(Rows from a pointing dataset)
****************
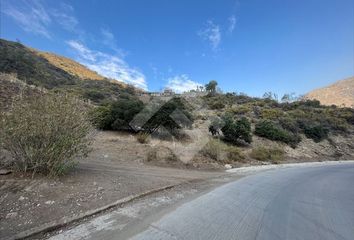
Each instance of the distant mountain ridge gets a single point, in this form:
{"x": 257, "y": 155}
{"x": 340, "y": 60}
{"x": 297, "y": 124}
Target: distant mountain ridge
{"x": 340, "y": 93}
{"x": 69, "y": 65}
{"x": 51, "y": 71}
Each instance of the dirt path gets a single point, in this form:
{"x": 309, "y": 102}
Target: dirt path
{"x": 113, "y": 171}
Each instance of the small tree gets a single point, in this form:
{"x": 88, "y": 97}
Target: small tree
{"x": 46, "y": 133}
{"x": 173, "y": 115}
{"x": 235, "y": 131}
{"x": 211, "y": 86}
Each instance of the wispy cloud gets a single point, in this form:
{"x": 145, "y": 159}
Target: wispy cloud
{"x": 182, "y": 83}
{"x": 66, "y": 19}
{"x": 31, "y": 16}
{"x": 35, "y": 17}
{"x": 232, "y": 23}
{"x": 108, "y": 65}
{"x": 109, "y": 40}
{"x": 212, "y": 34}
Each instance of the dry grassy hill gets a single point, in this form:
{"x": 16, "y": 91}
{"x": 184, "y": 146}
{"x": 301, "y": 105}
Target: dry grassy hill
{"x": 340, "y": 93}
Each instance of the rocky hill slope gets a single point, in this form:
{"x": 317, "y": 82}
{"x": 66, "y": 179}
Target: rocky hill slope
{"x": 58, "y": 73}
{"x": 340, "y": 93}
****************
Rewrite the records from the line with "Each instance of the rocky" through the end of the records, shifting every coordinate in the answers by adding 5 to it. Keep every other line as it is, including the sample points that show the format.

◆ Problem solution ◆
Each instance of the rocky hill slope gets a single point, in this form:
{"x": 317, "y": 82}
{"x": 66, "y": 179}
Target: rocky hill slope
{"x": 63, "y": 78}
{"x": 345, "y": 98}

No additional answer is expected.